[START OF Data rows]
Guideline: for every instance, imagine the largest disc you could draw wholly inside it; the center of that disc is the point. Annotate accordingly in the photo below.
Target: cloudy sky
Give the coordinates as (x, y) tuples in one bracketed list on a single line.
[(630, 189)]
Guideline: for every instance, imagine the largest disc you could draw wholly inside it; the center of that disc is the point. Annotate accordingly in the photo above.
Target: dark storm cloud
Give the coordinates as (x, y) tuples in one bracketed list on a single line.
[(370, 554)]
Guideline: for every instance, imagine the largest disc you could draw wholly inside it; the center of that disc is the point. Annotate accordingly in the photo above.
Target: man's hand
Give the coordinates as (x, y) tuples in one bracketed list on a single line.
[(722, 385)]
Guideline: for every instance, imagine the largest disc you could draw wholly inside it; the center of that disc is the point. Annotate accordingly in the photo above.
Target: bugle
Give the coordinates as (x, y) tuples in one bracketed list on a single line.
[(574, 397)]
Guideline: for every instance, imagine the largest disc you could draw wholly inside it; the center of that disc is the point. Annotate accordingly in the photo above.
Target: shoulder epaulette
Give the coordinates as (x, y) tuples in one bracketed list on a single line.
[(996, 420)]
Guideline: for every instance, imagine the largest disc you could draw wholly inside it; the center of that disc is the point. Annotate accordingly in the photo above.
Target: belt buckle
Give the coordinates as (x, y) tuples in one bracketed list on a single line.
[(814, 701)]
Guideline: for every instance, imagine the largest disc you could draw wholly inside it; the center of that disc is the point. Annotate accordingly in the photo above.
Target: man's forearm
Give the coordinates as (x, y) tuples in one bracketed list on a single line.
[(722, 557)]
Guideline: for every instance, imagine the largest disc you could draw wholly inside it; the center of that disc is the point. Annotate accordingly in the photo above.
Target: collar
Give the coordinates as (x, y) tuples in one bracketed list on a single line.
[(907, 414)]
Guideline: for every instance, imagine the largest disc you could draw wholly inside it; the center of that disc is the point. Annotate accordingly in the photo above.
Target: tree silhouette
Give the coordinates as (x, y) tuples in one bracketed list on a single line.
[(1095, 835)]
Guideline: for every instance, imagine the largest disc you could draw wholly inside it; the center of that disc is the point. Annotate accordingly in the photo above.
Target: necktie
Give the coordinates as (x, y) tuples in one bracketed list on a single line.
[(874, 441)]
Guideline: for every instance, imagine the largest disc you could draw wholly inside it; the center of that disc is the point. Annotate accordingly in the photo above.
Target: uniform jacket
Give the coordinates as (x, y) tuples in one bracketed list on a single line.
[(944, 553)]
[END OF Data rows]
(Task brief) Copy all of the entries above verbatim, line for line.

(Final result)
Guideline: for every instance, imagine the largest disc you could draw wholly inside it; the center of that disc is the point. Annotate accordingly in the photo below.
Target: cloudy sky
Give the coordinates as (x, y) tuples in one bracketed list on a single line.
[(630, 189)]
Guideline: for every instance, imagine the largest disc you could draw wholly inside it; the center of that disc is the point. Annotate accordingly in the photo above.
Target: dark storm cloud
Give the coordinates as (x, y) tuples in one bracketed list on a single line.
[(370, 554)]
Guideline: for every instance, imagine the largest disc you could draw wholly inside it; the center of that disc is the point. Annotate accordingly in the photo above.
Target: man's hand
Give the coordinates as (x, y) tuples in one bracketed list on a single line.
[(722, 385)]
Guideline: for every instance, imagine the largest disc you could draw wholly inside it; the center of that disc is the point. Annotate accordingly in the photo above.
Target: bugle
Give the coordinates as (x, y) tuples in one bracketed list on a single line.
[(574, 397)]
Guideline: for every instance, imagine the largest disc you could draw wholly inside it; the center of that disc is the point. Annotate accordingly in the photo above.
Target: shoulder epaulette
Give the coordinates as (x, y) tuples in one bracketed list on a single line.
[(996, 420)]
Guideline: for every instance, imagine the largest disc you could draw wholly inside it; the center of that disc is the point. Annotate accordingly in the photo above.
Target: belt buckle
Give the coordinates as (x, y) tuples in one bracketed list on a single line.
[(814, 701)]
Guideline: for every instance, imagine the largest disc you could draw wholly inside it; the center of that disc is the point. Annotate accordingly in the photo above.
Target: man's forearm
Give the coordinates as (x, y) tuples in one bracketed list on a single line.
[(722, 557)]
Guideline: for every instance, imagine the largest disc you could draw wholly inside it; the center of that disc is the point. Annotate accordingly in the photo above.
Target: collar
Give the coordinates as (x, y) tuples in one bracketed list on a single line.
[(907, 414)]
Guideline: for every instance, imagine the largest disc you could draw wholly inside it; the center of that disc is the point. Annotate accordingly in the photo above.
Target: tree silhouette
Give the coordinates as (x, y) tuples in one bracketed list on a single line.
[(1095, 835)]
Guideline: for every instance, imagine the largest disc you could draw wholly inside it; the center of that disc is the point. Annotate accordingly in the photo above.
Target: necktie
Give the coordinates as (x, y) tuples in one bracketed list on a single line.
[(874, 441)]
Guideline: for every instance, imagine the largest disc you could draw wholly inside it; the center of that disc is the point. Annotate accordingly in the photo above.
Target: uniform jacket
Give the coordinates as (x, y) tuples in one bracketed list on a single line.
[(944, 553)]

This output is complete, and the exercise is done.